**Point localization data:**

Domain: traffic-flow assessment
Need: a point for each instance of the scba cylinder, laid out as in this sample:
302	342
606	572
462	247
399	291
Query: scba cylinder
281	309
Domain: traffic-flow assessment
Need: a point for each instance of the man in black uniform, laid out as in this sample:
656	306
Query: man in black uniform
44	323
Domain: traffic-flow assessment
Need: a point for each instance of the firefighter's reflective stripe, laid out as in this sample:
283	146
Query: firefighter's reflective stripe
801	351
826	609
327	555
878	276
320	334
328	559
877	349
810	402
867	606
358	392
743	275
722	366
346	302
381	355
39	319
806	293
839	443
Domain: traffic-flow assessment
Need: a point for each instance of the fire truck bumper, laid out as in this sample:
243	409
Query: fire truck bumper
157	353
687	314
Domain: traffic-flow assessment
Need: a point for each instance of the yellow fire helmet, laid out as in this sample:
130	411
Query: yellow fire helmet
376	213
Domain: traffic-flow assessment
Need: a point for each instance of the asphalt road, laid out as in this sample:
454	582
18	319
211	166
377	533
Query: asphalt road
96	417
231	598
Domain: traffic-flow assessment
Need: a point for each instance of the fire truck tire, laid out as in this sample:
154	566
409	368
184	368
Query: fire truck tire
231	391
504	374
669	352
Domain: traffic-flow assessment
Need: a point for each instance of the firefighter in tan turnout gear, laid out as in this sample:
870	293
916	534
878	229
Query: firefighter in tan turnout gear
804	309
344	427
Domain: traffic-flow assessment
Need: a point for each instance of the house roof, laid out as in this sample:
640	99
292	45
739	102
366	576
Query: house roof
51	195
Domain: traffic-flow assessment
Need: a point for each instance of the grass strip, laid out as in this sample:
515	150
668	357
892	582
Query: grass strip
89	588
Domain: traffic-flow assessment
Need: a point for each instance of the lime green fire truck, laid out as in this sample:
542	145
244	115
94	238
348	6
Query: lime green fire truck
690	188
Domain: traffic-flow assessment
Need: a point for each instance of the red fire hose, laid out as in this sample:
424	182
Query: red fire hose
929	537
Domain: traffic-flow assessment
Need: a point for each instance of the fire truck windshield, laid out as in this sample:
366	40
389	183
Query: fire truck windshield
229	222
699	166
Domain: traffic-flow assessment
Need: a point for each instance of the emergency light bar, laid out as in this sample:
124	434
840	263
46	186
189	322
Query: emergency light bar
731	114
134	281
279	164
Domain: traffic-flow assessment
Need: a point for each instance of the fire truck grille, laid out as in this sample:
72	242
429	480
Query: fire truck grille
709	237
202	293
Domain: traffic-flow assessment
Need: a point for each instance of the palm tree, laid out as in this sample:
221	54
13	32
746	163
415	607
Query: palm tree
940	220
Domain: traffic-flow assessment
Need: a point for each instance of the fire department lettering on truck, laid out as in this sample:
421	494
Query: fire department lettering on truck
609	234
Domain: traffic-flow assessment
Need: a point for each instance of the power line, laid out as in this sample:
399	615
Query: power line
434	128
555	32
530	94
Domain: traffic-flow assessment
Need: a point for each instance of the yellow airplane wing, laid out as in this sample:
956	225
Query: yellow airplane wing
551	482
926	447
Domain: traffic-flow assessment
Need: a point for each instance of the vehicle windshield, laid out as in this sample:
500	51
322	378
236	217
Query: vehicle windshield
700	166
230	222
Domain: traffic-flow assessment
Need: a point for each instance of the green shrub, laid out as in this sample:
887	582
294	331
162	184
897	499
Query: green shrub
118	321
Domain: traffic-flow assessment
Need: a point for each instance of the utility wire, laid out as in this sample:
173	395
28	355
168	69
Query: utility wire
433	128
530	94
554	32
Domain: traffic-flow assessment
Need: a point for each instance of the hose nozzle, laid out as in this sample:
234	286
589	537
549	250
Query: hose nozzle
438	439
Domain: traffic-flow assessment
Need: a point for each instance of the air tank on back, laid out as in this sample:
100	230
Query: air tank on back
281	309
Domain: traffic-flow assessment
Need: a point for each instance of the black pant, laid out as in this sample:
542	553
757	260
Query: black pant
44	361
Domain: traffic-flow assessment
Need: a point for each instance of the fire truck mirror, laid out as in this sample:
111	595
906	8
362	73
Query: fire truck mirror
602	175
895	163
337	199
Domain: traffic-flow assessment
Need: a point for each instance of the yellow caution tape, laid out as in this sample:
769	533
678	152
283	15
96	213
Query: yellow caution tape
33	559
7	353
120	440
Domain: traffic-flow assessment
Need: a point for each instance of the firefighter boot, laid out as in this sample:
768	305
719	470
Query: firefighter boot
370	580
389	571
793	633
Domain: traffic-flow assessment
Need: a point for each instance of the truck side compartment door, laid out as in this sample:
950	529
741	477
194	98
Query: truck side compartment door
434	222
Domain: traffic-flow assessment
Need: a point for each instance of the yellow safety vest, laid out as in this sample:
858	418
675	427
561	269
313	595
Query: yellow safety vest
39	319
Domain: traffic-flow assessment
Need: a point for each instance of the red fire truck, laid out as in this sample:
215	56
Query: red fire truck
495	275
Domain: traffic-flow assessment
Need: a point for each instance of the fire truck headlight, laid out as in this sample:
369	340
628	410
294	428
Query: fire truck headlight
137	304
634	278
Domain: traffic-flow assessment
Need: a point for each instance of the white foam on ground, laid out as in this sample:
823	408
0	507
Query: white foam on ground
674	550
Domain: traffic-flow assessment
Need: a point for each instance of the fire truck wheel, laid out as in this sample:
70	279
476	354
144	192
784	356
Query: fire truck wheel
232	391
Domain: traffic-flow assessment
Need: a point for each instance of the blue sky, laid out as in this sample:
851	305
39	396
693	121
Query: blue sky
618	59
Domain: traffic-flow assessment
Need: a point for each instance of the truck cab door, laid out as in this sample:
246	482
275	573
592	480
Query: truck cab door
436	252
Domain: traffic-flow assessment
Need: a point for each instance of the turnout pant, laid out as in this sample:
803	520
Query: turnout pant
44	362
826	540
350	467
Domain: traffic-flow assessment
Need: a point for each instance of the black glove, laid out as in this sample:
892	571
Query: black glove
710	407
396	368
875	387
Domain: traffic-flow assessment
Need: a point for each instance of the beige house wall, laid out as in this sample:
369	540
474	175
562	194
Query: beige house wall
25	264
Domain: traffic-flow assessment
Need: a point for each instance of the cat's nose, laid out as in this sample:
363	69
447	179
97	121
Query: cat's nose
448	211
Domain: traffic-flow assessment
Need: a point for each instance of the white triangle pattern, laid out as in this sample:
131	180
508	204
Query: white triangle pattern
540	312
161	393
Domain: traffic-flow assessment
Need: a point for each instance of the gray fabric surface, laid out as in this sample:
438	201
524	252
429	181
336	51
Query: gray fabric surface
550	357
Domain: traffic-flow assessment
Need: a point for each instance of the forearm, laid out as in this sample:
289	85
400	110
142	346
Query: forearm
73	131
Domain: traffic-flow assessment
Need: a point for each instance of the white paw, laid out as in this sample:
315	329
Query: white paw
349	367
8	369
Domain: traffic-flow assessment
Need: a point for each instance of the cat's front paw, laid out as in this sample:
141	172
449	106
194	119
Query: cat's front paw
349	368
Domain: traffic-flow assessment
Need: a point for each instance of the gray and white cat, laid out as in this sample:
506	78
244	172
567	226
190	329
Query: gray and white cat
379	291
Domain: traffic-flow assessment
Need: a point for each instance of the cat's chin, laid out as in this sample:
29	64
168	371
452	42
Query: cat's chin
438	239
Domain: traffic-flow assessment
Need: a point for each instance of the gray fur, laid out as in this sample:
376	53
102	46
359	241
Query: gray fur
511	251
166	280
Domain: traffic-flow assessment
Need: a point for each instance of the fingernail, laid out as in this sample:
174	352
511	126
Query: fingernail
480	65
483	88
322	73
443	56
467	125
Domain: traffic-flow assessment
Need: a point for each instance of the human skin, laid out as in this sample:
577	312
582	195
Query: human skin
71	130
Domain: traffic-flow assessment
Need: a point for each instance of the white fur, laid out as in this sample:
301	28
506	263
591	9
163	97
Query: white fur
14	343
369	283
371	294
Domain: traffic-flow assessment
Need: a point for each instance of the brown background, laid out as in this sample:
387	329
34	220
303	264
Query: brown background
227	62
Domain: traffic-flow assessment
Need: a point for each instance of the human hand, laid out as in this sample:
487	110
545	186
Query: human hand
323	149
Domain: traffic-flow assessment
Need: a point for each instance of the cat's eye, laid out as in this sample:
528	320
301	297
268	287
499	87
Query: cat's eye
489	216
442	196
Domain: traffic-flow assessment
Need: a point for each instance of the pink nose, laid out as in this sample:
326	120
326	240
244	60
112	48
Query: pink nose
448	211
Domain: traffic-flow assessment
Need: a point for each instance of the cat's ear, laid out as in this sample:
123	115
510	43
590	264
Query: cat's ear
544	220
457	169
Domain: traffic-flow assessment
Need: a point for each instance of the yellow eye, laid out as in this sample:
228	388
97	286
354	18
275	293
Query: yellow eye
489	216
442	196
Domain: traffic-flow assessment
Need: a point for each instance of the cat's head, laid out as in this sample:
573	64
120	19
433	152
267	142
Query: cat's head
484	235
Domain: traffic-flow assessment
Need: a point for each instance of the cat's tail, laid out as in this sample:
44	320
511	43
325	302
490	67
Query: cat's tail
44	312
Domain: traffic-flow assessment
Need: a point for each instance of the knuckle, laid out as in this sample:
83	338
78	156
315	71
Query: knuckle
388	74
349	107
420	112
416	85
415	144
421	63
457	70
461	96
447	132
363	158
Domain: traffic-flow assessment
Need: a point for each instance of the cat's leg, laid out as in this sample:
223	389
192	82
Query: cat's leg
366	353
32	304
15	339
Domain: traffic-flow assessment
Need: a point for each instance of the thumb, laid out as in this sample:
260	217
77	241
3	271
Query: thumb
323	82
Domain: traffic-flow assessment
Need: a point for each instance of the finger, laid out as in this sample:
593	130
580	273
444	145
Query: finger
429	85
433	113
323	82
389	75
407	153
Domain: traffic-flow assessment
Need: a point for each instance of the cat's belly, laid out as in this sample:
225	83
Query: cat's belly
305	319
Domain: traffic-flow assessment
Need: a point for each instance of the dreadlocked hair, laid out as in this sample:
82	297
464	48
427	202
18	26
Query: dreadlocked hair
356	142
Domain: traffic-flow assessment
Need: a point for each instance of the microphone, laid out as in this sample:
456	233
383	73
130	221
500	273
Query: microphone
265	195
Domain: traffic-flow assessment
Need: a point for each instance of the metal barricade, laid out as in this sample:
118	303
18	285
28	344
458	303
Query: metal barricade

**EXERCISE GOAL:**
Look at the entries above. Say how many lines have the word "metal", and give only the number.

**RESULT OF THIS TASK:**
2